------ ENTRIES PROVIDED ------
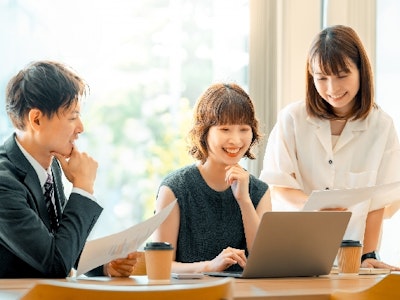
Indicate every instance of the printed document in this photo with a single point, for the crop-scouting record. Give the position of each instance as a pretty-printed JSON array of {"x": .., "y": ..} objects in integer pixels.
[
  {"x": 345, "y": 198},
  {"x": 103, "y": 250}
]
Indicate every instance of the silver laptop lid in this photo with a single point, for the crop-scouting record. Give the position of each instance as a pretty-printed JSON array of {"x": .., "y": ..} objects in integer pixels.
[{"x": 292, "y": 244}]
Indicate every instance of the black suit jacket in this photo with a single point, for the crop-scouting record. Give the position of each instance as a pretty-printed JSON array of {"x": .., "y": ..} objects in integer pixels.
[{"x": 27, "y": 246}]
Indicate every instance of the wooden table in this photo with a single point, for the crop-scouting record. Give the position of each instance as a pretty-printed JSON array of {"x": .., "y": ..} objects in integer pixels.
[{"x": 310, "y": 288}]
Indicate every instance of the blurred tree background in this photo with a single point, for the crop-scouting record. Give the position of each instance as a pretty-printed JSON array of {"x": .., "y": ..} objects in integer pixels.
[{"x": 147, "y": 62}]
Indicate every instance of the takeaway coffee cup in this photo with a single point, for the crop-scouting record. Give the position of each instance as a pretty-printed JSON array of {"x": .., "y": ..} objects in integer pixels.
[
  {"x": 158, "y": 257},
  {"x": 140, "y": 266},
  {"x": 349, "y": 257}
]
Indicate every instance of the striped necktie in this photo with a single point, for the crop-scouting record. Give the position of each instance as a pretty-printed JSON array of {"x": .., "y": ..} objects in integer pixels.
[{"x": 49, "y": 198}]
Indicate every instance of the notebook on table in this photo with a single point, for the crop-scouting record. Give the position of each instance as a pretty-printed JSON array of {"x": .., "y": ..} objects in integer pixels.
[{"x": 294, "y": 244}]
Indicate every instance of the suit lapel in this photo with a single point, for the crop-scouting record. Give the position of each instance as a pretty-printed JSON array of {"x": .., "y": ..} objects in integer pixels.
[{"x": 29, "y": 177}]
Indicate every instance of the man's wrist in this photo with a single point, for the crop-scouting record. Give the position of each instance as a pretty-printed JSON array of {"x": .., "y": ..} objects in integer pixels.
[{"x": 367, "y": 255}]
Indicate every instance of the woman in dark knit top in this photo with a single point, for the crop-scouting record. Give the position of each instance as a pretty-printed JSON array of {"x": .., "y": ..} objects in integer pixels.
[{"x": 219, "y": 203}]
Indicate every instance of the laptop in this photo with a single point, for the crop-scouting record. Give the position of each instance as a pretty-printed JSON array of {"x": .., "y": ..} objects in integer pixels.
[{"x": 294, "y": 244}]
------
> WHAT IS BEING ASKED: Write out all of the lines above word for word, omitting the pictures.

> RESULT OF THIS TASK:
Indicate every instance of the printed document in this photo with a single point, for the crop-scouting record. Give the position of each instance as a pretty-printed JSON array of {"x": .., "y": ..} objects in integer pixels.
[
  {"x": 345, "y": 198},
  {"x": 103, "y": 250}
]
Indicate every instance of the silver laptop lid in this photo with a single point, for the crop-scouting record. Give the position of each instance as a pretty-printed JSON array of {"x": .., "y": ..} objects in integer pixels.
[{"x": 292, "y": 244}]
Indicate every instance of the black suit jacket in this photo with a single point, for the crop-scouting record. Give the position of each instance as a pretty-printed JSON array of {"x": .., "y": ..} objects in integer pixels.
[{"x": 27, "y": 246}]
Indicate every instance of the wooden table in this photo with a single point, for the crop-scouting record. Give the position of each instance as a pretty-printed JSON array of {"x": .., "y": ..} objects in integer pixels.
[{"x": 310, "y": 288}]
Indicate every instance of the blurred tree background in this photo with a single point, for the crop-scouting record. Give the position of each instance as a pretty-printed JSON array of {"x": .., "y": ..} objects in integer pixels.
[{"x": 147, "y": 62}]
Indicate every instance of the takeaway coffee cup in this photo with a single point, for the crop-scouting record. Give the position of each instance as a pretty-printed JSON array of {"x": .., "y": ..} objects in integer pixels.
[
  {"x": 158, "y": 257},
  {"x": 140, "y": 266},
  {"x": 349, "y": 257}
]
Indicate every instance of the striped necktie in this photo with a single point, for the crop-scouting record. Give the position of each instance as a pretty-printed JSON array of {"x": .., "y": ..} objects in integer pixels.
[{"x": 49, "y": 198}]
Indicate every instance of the notebook on table in this photo with a single point, for the crop-scouting record. Give the position of each instance as a pretty-printed JSON array of {"x": .., "y": ..} objects in integer pixels.
[{"x": 294, "y": 244}]
Indicate every instance of the suit lapel in this photo with a single point, for the crop-scouting record. Give the position of each instance as a pretty-printed JSON array of {"x": .., "y": ..} objects in integer pixels.
[{"x": 29, "y": 177}]
Indicate every instance of the man's wrist in this photo with a single point, for the crop-scouting record. Give the position of each instance as a pretty-printed JSON array of {"x": .., "y": ..} objects in integer pixels.
[{"x": 367, "y": 255}]
Indicate every instance of the woman in dark knit top in this photo with a single point, for the crop-scouting record. Give the position of each instance as a pretty-printed JSON array of {"x": .., "y": ..} objects in integer pixels.
[{"x": 219, "y": 203}]
Indicate every instance of the laptop in this photo with a single point, for the crop-scouting record. Give the position of each instance as a pretty-printed JSON array of {"x": .., "y": ..} objects in integer pixels.
[{"x": 294, "y": 244}]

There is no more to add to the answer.